▶ **Material for the task**

::::::

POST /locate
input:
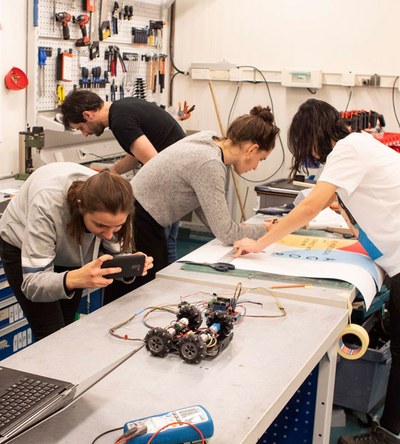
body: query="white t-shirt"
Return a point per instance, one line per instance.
(367, 176)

::::::

▶ **The problem**
Please convert the items above into a JSON list of strings, one string per line and no blank lines, leaving out the pictures.

▶ **Written reply**
[
  "POST /locate",
  "input:",
  "body: query=\"white t-shirt\"",
  "Return a point per instance, one line per instance.",
  "(367, 176)"
]